▸ WHAT THE EXERCISE ASKS:
Copy out the passage about online math tutoring word for word, from beginning to end.

When I first started teaching, I got to work with an awesome teacher trainer who taught me how to use a series of questions to walk students through problems interactively. It’s like dancing—you’re always one step ahead of the student, but you’re pushing them to do as much of the work as possible without them really noticing. This approach is still at the heart of my work with students.
Now that I have my own business, I get inspiration from various educators, like Doug Lemov’s book Teach Like a Champion: 49 Techniques that Put Students on the Path to College, Steve Demme’s Math U See curriculum, and Danica McKellar’s series of math books for girls. I talk shop with friends of mine who also teach, and read math bloggers like Sam J Shah and Kate Nowak. And I love following new research on motivation, the brain, human achievement—journalists like Dan Pink, Po Bronson and Ashley Merryman, and researchers like Carol Dweck and Edward Deci.
How exactly does online personal maths tuition work?
When I decided to start working with students online, I wanted to make it as intuitive and personal as possible.
During tutoring, we talk over the phone or on Skype. We write using a digital pen tablet (that I mail to the student). When students write with the digital pen on the tablet, their handwriting shows up on the computer screen. We see each other’s work by using the pen tablet to write on an interactive online whiteboard. That way, I see what the student writes as they write it, and they see what I write as I write it.

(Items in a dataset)
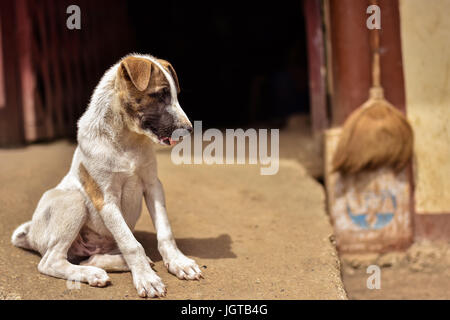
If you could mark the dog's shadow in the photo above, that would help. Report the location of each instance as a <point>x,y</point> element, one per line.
<point>208,248</point>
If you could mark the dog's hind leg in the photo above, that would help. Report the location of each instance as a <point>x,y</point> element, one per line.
<point>111,262</point>
<point>68,213</point>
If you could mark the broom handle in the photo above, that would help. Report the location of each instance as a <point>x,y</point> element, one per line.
<point>376,82</point>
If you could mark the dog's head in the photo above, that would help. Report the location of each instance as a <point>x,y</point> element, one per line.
<point>148,89</point>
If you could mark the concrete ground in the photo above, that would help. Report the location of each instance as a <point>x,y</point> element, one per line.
<point>255,237</point>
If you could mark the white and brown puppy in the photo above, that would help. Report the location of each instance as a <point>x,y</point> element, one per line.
<point>90,215</point>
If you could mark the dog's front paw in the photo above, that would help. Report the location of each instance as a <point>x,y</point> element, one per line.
<point>148,284</point>
<point>183,267</point>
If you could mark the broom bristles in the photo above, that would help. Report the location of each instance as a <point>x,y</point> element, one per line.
<point>374,136</point>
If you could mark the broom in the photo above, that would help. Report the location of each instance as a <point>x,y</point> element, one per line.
<point>376,134</point>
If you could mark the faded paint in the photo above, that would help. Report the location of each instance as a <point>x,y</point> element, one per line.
<point>425,33</point>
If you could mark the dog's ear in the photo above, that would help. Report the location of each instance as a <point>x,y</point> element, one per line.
<point>139,70</point>
<point>171,70</point>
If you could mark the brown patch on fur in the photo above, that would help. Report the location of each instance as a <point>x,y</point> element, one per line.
<point>374,136</point>
<point>91,187</point>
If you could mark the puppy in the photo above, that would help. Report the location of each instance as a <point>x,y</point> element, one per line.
<point>90,215</point>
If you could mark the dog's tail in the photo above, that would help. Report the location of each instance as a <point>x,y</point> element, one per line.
<point>20,236</point>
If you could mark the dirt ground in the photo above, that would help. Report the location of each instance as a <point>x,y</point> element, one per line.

▸ OUTPUT:
When I first started teaching, I got to work with an awesome teacher trainer who taught me how to use a series of questions to walk students through problems interactively. It’s like dancing—you’re always one step ahead of the student, but you’re pushing them to do as much of the work as possible without them really noticing. This approach is still at the heart of my work with students.
Now that I have my own business, I get inspiration from various educators, like Doug Lemov’s book Teach Like a Champion: 49 Techniques that Put Students on the Path to College, Steve Demme’s Math U See curriculum, and Danica McKellar’s series of math books for girls. I talk shop with friends of mine who also teach, and read math bloggers like Sam J Shah and Kate Nowak. And I love following new research on motivation, the brain, human achievement—journalists like Dan Pink, Po Bronson and Ashley Merryman, and researchers like Carol Dweck and Edward Deci.
How exactly does online personal maths tuition work?
When I decided to start working with students online, I wanted to make it as intuitive and personal as possible.
During tutoring, we talk over the phone or on Skype. We write using a digital pen tablet (that I mail to the student). When students write with the digital pen on the tablet, their handwriting shows up on the computer screen. We see each other’s work by using the pen tablet to write on an interactive online whiteboard. That way, I see what the student writes as they write it, and they see what I write as I write it.